**** Estratto del documento
# Le 3 difese migliori della Serie A



## Symon (10 Settembre 2015)

Molti dicono che in Italia l'ottima difesa è sinonimo di ottimi piazzamenti in classifica.
Questo il mio podio sulla carta:

1- *Roma* - Il modulo non la favorisce, e può essere un punto debole, ma i nomi li dietro sono di alto livello.
2- *Juve* - con la difesa consolidata che ha, entra di diritto in questa top three.
3- *Atalanta* - con la saggezza tattica di Reja, gli acquisti last-minute Paletta e Toloi senza dimenticare Canini sanno dare il meglio di loro in queste realtà).

3/4 - *Possibile sopresa* il *Torino* (modulo e giocatori di difesa, Maksimovic, Glik, Moretti e Bovo danno sostanza e grossa esperienza).


----------



## Ma che ooh (10 Settembre 2015)

Symon ha scritto:


> Molti dicono che in Italia l'ottima difesa è sinonimo di ottimi piazzamenti in classifica.
> Questo il mio podio sulla carta:
> 
> 1- *Roma* - Il modulo non la favorisce, e può essere un punto debole, ma i nomi li dietro sono di alto livello.
> ...



L'Atalanta 
Il Torino ti quoto in toto invece


----------



## tifosa asRoma (10 Settembre 2015)

Roma ha il centrale più forte del campionato , manolas , l'altro è un pò un'incognita, Castan non sembra ancora al 100%, rudiger ? Gyomber ??? Terzini ok

Juve la difesa è quella di sempre ma quest'anno senza il centrocampo super degli anni scorsi sembra più ballerina 

Inter si è rinforzata Miranda e Murillo non mi sembrano niente male , i terzini Boh non saprei 

Ma alla fine la differenza la fa la fase difensiva e la forza del centrocampo.


----------



## Renegade (10 Settembre 2015)

1- Roma (Manolas è il + forte della Serie A. Castan di ottimo livello. Rudiger è fisicamente straripante ed è un ottimo giovane. Gyomber un cesso. Florenzi ha 9000 polmoni. Digne è un futuro crack. Maicon è una riserva di lusso.)
2- Juventus (Gli italiani sono di ottimo livello. Hanno uno dei migliori terzini sx e a destra per quanto se ne dica su Litch è un buonissimo terzino.)
3- Torino (Uno dei difensori più forti e sottovalutati al tempo stesso: Glik. Poi c'è Maksimovic che come talento per me è subito dietro Rugani e Romagnoli. E come non citare Zappacosta e la sua doppia fase...)
********
**** Dati forniti
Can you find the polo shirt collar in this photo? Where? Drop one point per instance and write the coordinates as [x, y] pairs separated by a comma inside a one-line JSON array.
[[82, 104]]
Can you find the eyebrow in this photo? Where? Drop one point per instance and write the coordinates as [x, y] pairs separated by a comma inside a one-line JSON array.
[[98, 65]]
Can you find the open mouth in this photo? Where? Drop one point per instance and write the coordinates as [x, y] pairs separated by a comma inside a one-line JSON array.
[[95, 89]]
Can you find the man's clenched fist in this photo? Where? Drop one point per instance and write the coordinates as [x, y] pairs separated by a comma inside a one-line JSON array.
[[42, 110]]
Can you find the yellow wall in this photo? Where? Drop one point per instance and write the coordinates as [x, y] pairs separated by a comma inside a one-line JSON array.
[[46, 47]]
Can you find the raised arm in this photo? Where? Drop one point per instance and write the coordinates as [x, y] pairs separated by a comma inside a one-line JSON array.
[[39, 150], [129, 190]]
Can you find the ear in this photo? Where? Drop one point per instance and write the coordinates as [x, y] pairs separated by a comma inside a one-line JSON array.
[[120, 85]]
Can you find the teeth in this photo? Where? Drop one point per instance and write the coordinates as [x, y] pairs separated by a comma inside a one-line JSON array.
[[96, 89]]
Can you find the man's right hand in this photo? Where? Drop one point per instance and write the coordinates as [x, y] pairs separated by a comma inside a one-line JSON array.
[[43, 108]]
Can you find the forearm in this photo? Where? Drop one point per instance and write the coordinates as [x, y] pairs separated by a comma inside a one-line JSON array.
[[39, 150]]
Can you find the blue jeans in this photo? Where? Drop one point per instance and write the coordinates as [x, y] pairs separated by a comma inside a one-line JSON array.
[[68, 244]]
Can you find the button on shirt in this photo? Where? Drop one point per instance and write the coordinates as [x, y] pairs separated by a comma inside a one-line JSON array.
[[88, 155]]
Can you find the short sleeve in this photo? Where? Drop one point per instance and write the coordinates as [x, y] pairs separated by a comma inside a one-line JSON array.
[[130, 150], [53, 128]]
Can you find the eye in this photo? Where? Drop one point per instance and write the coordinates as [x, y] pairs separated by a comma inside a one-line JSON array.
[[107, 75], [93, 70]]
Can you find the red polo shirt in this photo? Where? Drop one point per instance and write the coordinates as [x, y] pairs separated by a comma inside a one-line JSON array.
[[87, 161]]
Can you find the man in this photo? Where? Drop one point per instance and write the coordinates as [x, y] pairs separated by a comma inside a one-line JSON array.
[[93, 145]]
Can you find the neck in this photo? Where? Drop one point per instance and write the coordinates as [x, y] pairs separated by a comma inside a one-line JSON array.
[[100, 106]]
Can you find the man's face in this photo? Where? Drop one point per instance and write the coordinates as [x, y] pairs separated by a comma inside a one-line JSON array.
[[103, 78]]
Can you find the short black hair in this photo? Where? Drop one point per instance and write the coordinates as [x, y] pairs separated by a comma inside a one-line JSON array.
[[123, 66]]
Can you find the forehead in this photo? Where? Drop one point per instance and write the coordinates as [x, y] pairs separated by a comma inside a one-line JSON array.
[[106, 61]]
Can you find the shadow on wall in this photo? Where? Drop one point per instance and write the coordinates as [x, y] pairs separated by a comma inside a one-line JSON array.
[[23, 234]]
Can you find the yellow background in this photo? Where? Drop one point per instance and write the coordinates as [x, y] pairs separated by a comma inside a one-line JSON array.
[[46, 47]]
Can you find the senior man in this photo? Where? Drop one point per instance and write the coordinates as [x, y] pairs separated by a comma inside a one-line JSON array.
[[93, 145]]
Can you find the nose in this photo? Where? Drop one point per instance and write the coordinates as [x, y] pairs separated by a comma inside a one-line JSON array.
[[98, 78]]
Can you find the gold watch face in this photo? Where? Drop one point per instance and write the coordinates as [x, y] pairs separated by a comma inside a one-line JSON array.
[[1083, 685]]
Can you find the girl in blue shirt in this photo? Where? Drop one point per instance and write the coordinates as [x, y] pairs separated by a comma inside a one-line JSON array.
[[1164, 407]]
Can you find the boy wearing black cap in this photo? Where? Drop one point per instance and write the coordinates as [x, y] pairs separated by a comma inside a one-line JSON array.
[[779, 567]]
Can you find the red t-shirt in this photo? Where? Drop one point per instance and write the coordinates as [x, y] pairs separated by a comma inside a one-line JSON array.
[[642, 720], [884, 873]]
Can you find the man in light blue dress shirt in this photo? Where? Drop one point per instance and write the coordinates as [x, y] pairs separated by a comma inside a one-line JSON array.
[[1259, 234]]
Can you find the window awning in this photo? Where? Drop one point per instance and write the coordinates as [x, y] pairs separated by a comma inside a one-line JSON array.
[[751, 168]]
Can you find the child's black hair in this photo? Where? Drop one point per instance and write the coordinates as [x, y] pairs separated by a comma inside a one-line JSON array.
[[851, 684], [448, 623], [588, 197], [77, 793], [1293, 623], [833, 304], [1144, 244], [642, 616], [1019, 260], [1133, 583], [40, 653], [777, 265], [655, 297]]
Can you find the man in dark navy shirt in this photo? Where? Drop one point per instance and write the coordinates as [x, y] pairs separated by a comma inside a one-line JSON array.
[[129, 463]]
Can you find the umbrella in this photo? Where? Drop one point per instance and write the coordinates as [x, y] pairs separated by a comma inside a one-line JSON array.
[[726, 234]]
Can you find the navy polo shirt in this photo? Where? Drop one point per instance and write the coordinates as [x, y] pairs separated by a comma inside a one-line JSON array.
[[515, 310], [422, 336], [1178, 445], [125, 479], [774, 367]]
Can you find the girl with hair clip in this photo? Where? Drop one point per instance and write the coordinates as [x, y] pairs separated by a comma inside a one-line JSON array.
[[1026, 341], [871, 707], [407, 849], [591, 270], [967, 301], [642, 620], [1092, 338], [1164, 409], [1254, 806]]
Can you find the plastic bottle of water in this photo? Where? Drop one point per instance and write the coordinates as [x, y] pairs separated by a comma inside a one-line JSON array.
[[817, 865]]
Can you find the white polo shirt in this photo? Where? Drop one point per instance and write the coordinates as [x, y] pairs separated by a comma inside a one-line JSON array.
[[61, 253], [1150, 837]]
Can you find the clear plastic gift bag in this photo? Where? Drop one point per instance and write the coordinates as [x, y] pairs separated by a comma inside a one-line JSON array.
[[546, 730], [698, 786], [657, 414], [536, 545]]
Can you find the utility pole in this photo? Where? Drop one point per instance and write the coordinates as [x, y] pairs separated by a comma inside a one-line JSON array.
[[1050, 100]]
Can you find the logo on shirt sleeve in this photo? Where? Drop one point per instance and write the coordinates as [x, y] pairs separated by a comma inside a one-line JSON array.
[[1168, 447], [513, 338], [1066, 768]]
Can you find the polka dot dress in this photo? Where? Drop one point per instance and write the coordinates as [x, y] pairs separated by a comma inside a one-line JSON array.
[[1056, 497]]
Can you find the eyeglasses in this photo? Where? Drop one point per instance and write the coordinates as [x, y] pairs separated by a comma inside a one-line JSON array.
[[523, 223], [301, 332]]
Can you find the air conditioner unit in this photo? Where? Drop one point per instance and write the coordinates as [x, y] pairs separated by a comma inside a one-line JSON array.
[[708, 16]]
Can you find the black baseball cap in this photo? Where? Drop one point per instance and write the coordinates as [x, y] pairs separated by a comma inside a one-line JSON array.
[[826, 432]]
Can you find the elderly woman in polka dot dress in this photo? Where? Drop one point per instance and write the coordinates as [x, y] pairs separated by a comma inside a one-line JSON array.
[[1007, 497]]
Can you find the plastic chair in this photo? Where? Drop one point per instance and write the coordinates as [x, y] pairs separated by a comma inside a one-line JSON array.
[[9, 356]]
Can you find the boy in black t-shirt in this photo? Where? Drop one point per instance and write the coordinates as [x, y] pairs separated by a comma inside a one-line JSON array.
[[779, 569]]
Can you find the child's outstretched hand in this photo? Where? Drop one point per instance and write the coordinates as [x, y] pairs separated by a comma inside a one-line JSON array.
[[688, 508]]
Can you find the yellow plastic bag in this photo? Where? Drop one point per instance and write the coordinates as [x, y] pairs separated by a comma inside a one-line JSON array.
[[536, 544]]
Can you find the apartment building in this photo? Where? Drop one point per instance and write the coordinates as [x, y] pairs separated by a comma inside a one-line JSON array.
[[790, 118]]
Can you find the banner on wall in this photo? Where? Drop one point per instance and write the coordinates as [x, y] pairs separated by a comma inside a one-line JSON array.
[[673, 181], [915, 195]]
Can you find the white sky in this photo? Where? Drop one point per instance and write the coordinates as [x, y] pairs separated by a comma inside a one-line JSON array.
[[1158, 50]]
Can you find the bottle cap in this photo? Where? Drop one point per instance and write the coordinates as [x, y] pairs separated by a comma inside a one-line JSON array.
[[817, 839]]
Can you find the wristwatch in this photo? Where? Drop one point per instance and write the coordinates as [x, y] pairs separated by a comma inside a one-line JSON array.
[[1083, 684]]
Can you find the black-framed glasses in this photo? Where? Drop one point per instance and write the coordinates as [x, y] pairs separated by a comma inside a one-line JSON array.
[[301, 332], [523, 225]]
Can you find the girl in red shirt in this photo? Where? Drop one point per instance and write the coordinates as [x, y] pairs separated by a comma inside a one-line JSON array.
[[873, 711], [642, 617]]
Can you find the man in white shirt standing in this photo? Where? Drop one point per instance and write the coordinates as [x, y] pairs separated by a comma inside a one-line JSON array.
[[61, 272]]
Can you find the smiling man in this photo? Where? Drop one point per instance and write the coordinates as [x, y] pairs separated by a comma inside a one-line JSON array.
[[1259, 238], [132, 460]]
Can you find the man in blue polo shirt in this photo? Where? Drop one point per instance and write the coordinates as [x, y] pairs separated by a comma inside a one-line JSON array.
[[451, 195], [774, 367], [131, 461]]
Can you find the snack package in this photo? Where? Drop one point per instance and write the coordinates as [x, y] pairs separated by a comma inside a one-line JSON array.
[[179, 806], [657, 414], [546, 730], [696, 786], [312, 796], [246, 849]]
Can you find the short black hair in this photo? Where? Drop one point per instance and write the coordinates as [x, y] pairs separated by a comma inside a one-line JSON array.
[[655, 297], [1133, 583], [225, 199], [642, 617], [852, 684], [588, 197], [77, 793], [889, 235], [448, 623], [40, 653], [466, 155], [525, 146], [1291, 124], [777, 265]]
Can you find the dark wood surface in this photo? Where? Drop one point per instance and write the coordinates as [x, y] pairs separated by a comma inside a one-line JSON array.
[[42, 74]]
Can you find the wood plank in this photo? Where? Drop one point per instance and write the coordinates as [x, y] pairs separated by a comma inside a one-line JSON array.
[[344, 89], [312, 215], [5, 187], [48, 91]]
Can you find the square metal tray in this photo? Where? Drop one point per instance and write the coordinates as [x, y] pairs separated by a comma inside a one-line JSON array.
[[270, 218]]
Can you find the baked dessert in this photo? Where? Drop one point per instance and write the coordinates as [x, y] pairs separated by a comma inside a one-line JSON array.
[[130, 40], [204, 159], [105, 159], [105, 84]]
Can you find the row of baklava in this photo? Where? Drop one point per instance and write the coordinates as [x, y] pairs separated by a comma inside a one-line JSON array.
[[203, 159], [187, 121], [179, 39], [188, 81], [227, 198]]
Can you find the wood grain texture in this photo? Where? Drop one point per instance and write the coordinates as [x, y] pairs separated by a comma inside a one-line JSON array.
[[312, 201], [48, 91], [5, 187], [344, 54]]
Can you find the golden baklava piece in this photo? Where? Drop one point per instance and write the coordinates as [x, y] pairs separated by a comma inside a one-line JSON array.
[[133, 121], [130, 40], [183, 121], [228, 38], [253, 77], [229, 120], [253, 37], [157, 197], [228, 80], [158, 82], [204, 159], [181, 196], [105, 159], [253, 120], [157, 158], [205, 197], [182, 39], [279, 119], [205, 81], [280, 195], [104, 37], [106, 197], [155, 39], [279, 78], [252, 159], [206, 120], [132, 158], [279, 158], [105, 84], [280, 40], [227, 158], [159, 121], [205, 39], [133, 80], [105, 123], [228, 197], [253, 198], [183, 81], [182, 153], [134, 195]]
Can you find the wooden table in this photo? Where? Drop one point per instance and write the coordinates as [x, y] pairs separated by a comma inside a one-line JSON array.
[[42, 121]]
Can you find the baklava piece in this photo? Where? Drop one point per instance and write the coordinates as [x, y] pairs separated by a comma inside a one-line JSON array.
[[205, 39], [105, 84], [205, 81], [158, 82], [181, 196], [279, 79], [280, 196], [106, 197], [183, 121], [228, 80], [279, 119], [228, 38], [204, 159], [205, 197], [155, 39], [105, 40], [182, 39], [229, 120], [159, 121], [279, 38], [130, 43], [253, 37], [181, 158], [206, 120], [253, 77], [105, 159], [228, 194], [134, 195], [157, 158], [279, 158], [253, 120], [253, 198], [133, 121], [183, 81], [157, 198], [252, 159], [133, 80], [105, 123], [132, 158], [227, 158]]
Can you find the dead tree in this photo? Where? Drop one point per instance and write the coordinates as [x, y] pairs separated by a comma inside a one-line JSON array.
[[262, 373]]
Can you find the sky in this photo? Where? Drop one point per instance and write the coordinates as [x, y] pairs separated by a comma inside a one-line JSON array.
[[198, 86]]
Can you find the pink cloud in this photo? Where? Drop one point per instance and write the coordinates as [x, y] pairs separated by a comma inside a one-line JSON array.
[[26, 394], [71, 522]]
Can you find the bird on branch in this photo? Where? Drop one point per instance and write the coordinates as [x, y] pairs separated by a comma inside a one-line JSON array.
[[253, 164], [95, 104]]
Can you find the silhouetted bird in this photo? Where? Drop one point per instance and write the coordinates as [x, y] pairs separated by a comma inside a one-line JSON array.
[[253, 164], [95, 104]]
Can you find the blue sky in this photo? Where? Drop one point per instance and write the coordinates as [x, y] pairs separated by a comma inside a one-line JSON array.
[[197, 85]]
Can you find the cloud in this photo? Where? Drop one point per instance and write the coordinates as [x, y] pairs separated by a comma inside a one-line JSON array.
********
Esercizi:
1 > Riporti fedelmente il passo della discussione sulle difese della Serie A che comincia con le parole "3- Torino (Uno", fermandosi dopo "sua doppia fase...)".
2 > Restituisca senza alcuna modifica le righe dell'elenco a partire da quella che contiene "Can you find the senior" e fino a quella che contiene "[[1164, 407]]", entrambe incluse.

Risposte per esercizio:
1 >
3- Torino (Uno dei difensori più forti e sottovalutati al tempo stesso: Glik. Poi c'è Maksimovic che come talento per me è subito dietro Rugani e Romagnoli. E come non citare Zappacosta e la sua doppia fase...)

2 >
Can you find the senior man in this photo? Where? Drop one point per instance and write the coordinates as [x, y] pairs separated by a comma inside a one-line JSON array.
[[93, 145]]
Can you find the nose in this photo? Where? Drop one point per instance and write the coordinates as [x, y] pairs separated by a comma inside a one-line JSON array.
[[98, 78]]
Can you find the gold watch face in this photo? Where? Drop one point per instance and write the coordinates as [x, y] pairs separated by a comma inside a one-line JSON array.
[[1083, 685]]
Can you find the girl in blue shirt in this photo? Where? Drop one point per instance and write the coordinates as [x, y] pairs separated by a comma inside a one-line JSON array.
[[1164, 407]]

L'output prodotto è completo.